Convert the records from the line containing "locate the leather" through the line containing "[76,59,151,112]", inclusive, into a JSON list of strings, one string per line, leaving out any blank lines.

* **Data**:

====

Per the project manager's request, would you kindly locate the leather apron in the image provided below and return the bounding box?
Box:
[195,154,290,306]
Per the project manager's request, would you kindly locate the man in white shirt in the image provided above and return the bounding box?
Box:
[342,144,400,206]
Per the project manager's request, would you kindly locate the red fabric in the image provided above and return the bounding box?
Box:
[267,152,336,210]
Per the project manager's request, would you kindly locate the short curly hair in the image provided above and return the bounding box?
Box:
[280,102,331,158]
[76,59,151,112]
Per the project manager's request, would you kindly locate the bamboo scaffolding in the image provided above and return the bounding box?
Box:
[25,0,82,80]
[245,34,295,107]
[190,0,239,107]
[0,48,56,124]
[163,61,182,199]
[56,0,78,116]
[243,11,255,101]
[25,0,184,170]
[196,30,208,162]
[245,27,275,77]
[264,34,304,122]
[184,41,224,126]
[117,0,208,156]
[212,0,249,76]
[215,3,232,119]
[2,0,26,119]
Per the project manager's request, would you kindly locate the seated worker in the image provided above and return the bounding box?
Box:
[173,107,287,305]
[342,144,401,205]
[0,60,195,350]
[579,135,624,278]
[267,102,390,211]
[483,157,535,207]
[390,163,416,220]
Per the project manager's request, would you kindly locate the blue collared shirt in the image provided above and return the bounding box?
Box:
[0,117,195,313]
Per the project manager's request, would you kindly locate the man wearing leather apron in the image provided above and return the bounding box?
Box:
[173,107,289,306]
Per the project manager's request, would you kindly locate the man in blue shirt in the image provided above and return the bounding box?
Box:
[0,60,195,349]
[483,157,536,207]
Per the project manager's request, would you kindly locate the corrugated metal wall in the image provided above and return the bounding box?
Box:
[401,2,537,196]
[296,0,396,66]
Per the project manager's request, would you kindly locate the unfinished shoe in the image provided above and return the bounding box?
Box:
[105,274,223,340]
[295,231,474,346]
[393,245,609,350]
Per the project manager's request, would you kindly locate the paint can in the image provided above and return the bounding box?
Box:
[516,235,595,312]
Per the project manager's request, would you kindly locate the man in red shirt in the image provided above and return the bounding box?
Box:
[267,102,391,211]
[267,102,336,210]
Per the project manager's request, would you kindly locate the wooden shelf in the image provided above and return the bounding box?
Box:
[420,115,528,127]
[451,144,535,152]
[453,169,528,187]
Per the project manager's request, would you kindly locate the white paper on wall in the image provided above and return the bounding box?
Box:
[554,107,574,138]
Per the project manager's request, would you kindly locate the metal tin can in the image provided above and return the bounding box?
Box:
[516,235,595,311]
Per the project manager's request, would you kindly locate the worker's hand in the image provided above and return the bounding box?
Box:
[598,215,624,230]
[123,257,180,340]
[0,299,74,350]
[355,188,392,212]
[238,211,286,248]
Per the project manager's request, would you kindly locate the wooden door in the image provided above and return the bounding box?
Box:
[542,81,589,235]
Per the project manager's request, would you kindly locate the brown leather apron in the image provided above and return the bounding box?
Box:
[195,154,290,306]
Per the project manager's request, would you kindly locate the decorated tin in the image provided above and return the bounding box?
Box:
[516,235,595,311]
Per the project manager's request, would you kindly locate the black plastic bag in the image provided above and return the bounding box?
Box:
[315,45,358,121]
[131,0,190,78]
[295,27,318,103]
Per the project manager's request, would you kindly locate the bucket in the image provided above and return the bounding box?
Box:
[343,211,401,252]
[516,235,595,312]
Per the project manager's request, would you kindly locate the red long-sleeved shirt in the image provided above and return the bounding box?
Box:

====

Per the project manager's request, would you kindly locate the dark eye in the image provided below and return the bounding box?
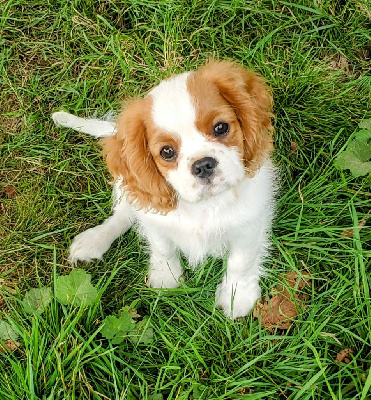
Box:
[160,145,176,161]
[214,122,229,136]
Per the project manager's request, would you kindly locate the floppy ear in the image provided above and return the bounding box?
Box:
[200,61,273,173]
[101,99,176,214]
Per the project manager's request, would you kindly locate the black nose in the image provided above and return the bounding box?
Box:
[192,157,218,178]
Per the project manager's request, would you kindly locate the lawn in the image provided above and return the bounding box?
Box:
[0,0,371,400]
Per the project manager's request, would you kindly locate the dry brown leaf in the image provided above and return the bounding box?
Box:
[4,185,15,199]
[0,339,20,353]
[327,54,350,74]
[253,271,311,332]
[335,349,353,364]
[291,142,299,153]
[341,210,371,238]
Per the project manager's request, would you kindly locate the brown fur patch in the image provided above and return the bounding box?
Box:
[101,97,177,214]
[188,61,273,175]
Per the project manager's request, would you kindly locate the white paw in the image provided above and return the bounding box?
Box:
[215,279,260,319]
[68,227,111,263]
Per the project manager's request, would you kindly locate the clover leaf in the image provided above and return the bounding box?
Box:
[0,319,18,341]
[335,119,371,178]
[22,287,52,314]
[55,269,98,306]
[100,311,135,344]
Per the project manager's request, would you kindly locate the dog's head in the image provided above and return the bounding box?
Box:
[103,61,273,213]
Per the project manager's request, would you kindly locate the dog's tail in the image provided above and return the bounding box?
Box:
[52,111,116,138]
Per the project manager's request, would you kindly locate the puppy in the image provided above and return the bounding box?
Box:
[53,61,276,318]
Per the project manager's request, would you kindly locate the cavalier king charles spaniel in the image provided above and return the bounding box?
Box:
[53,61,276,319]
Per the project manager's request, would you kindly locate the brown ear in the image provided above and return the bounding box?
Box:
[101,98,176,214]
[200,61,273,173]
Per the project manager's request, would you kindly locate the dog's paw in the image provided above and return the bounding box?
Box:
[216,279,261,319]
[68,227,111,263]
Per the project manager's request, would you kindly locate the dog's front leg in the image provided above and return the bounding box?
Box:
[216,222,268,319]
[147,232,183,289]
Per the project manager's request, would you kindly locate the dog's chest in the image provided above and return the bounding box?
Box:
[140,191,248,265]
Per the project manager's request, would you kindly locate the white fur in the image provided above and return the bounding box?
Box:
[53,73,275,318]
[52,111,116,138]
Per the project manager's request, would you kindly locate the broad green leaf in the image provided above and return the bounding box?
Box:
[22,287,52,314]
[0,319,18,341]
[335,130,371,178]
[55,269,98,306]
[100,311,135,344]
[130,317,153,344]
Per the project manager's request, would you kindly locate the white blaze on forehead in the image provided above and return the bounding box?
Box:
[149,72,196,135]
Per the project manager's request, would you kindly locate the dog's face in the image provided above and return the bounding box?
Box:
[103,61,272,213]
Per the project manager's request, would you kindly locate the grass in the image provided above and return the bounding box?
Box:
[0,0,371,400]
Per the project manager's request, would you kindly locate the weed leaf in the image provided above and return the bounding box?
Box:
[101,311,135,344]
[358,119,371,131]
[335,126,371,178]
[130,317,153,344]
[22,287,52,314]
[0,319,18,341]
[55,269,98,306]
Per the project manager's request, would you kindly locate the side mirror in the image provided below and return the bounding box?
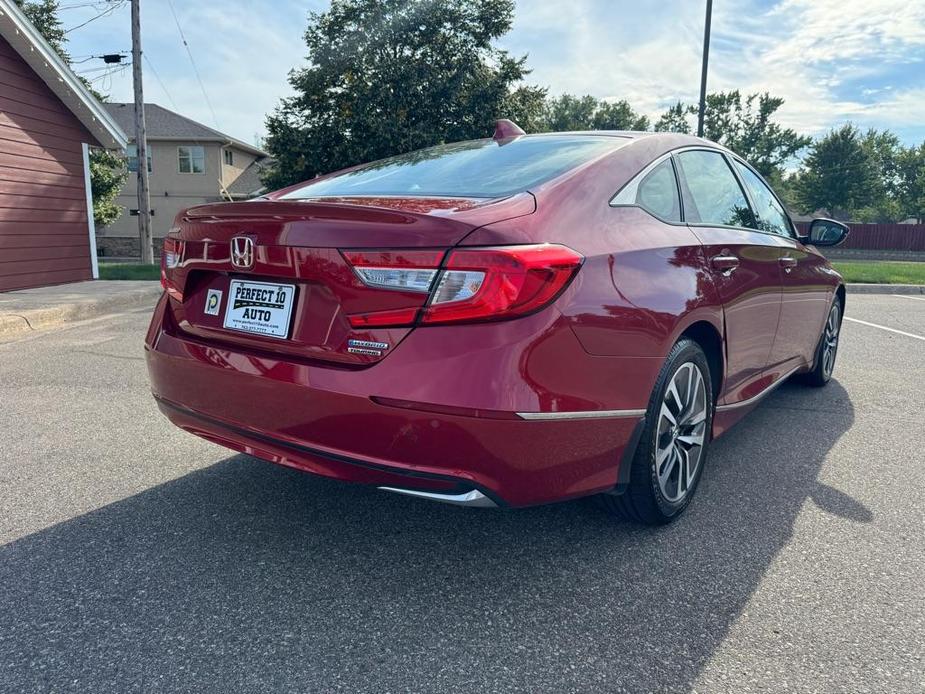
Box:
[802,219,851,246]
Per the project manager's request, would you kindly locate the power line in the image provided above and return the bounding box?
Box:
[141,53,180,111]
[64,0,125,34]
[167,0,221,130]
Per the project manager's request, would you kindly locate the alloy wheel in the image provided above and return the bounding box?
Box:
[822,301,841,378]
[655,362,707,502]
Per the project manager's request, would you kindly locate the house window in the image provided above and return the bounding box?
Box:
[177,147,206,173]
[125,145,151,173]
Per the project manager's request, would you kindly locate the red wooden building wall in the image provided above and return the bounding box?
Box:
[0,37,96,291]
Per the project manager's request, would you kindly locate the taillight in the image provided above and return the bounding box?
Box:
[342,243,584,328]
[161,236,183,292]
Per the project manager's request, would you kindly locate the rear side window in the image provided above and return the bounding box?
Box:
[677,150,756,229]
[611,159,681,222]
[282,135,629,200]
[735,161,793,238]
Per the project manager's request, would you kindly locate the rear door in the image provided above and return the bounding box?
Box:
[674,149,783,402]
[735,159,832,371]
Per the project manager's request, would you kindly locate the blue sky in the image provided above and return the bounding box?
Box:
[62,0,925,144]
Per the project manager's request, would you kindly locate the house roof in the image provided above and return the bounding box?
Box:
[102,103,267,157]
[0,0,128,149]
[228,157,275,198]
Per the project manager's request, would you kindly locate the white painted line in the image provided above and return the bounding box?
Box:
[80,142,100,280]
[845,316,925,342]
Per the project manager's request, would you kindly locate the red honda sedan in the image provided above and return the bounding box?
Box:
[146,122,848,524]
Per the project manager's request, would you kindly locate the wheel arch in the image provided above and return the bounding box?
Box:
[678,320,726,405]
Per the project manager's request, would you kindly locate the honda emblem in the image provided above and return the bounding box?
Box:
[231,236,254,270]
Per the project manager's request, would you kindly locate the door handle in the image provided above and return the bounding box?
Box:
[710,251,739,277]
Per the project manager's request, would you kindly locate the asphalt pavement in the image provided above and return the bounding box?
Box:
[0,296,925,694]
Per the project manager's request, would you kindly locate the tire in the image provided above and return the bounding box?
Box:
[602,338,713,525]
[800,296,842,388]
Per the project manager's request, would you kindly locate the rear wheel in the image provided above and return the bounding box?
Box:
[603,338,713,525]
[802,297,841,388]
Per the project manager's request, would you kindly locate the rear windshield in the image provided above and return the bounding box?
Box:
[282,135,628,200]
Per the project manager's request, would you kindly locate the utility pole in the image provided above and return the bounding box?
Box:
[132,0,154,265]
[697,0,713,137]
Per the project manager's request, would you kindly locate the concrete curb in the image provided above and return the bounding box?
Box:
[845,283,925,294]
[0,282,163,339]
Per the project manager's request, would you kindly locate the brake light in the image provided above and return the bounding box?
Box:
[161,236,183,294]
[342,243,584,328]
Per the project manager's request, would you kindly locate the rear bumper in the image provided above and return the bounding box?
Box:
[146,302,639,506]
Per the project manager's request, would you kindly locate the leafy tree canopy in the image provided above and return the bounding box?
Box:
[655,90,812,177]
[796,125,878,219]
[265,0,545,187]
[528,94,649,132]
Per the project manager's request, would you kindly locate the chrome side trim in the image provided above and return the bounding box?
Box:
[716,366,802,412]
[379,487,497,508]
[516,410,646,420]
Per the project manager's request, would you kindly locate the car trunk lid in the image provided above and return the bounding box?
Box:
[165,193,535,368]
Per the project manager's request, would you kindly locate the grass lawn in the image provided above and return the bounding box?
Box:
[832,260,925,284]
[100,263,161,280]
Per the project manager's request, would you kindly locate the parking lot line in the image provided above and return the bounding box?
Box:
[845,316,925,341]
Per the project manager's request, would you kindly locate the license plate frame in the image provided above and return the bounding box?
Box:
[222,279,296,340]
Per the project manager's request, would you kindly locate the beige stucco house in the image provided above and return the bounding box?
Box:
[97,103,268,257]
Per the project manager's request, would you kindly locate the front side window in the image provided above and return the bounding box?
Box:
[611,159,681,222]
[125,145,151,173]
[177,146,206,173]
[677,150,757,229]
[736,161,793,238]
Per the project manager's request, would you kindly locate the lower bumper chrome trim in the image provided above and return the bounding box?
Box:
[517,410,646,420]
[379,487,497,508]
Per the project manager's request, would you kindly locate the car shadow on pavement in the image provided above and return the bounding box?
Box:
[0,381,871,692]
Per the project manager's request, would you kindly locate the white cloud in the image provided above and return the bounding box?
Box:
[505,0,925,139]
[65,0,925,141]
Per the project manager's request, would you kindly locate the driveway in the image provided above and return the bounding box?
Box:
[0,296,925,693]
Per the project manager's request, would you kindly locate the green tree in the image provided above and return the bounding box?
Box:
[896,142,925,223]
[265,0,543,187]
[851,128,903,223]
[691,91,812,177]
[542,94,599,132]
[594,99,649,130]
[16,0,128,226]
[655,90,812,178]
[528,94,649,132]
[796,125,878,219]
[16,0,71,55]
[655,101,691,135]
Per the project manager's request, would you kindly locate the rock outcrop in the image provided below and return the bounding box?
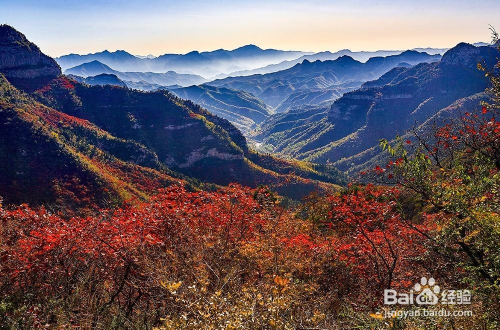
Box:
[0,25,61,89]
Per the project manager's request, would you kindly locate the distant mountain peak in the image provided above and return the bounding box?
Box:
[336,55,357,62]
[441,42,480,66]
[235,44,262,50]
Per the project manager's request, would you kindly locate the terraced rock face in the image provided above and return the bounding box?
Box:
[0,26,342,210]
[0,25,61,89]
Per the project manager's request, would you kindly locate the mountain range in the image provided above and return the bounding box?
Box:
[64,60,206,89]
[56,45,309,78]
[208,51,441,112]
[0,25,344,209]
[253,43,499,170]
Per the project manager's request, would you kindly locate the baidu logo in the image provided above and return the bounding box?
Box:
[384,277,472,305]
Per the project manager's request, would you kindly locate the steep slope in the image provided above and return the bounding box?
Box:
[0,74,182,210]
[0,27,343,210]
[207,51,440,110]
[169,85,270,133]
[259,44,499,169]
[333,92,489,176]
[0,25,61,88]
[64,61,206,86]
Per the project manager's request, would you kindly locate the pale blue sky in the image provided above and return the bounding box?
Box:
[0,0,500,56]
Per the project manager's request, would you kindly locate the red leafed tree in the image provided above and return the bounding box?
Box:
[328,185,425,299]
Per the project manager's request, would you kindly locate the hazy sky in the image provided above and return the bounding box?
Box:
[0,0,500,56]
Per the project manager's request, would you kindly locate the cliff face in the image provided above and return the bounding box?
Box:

====

* **Answer for the task**:
[
  "Per the project manager's request, would you kindly locate the leather apron in the image provided below and return the bounding box?",
  "Box:",
  "[195,154,290,306]",
  "Per the project manager's request, would you kindly locate the man in white shirt in the image provided above and return the bounding box?",
  "Box:",
  "[342,144,400,206]",
  "Per the project manager's request, would you kindly locate the red fabric in the image provided above and return the bounding box?",
  "Box:",
  "[267,152,336,210]",
  "Per the project manager's request, would you kindly locate the short curly hair in the image provided above and return the bounding box?",
  "Box:",
  "[280,102,331,158]",
  "[76,59,151,112]"
]